## Given task:
Repeat the data below word for word, from its first line down to and including the line that contains "732 610 946 678".

## Entries provided:
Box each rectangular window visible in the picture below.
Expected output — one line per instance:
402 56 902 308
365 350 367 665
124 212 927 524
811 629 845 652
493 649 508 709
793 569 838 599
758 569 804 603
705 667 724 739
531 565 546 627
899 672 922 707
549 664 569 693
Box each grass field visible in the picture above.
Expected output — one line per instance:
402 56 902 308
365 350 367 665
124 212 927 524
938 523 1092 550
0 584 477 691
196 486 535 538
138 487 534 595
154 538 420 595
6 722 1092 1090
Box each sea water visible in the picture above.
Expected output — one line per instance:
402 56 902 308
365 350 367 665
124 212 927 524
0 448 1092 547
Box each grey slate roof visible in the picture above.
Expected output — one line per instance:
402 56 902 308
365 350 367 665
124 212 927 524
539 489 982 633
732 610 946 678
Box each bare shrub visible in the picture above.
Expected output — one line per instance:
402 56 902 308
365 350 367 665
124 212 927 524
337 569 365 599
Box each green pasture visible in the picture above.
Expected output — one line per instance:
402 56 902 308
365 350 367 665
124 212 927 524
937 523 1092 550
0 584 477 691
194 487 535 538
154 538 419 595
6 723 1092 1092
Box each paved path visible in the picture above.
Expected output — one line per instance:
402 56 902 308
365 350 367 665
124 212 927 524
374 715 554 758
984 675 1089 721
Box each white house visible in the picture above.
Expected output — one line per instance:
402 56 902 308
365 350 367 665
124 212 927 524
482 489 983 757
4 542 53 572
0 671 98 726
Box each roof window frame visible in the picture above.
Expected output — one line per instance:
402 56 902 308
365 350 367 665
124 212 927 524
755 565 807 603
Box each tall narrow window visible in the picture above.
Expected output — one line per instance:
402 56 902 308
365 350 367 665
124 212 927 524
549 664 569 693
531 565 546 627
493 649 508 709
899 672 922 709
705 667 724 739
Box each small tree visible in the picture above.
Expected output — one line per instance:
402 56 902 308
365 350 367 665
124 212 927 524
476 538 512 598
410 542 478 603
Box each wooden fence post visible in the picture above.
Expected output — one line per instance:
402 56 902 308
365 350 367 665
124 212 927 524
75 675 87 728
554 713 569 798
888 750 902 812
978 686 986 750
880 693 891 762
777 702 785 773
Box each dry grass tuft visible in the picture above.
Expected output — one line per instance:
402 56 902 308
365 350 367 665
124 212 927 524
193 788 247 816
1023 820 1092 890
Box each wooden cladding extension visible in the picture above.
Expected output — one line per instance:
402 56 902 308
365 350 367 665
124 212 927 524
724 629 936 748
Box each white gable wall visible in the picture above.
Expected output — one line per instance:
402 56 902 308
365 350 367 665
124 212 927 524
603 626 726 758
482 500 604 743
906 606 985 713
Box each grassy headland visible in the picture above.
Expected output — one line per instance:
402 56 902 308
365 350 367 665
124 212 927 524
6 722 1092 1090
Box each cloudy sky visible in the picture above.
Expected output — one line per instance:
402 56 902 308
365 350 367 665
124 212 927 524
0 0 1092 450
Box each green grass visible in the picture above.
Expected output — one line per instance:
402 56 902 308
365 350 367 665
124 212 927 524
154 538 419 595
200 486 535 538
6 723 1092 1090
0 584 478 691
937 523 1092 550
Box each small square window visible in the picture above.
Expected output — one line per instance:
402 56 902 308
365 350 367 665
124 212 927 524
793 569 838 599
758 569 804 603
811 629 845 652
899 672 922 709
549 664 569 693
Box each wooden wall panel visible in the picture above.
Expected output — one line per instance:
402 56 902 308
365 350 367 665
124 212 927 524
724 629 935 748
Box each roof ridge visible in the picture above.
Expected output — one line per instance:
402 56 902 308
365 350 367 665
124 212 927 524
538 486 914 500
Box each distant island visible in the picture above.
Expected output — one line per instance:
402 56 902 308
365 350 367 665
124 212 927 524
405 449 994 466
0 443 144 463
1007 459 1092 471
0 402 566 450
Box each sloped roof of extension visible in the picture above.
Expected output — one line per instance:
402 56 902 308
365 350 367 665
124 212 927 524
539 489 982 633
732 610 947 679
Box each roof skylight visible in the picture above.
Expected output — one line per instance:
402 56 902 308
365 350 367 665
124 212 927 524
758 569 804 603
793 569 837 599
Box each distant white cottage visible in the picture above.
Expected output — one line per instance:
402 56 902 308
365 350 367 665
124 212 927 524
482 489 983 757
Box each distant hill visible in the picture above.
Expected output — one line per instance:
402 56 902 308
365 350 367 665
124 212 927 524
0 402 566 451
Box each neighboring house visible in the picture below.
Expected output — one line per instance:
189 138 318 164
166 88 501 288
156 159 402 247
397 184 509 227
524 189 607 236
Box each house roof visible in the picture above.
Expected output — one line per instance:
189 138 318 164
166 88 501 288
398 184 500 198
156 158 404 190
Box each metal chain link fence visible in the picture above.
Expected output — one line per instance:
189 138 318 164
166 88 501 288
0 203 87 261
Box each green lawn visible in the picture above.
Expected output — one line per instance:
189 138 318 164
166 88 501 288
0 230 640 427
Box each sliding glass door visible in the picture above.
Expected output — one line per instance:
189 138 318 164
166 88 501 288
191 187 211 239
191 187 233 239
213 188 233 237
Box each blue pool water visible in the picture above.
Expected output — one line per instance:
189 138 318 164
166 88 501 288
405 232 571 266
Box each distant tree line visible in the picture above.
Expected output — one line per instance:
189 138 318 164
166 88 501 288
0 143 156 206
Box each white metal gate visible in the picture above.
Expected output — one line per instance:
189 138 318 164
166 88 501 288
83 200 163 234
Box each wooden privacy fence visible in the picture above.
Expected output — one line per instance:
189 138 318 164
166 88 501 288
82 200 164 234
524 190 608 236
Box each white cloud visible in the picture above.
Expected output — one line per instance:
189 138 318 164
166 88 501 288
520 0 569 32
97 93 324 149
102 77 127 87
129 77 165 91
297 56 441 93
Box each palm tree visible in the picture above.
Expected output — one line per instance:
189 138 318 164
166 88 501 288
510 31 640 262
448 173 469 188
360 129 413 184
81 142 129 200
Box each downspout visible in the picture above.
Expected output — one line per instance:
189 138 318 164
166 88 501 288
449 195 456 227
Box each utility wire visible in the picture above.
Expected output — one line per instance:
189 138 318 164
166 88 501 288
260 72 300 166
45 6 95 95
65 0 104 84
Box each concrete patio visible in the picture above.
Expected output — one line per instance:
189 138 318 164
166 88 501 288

## The response:
Box each rectangular window visible in the picture below.
Expected output — one line per instance:
402 56 902 308
365 350 367 665
124 212 927 524
811 629 845 652
493 649 508 709
793 569 838 599
758 569 804 603
705 667 724 739
531 565 546 627
899 672 922 707
549 664 569 693
Box each grass field visible in the picture above.
Expected output — one line per instance:
402 56 902 308
365 350 367 665
124 212 927 524
938 523 1092 550
0 584 477 691
196 486 535 538
138 487 534 595
154 538 420 595
6 722 1092 1090
Box each sea water visible in the picture above.
Expected output — one line per instance:
402 56 902 308
365 350 367 665
124 212 927 524
0 448 1092 547
Box each grey slate roof visible in the picture above.
Expected output — one line per instance:
402 56 902 308
365 350 367 665
124 212 927 524
539 489 982 633
732 610 946 678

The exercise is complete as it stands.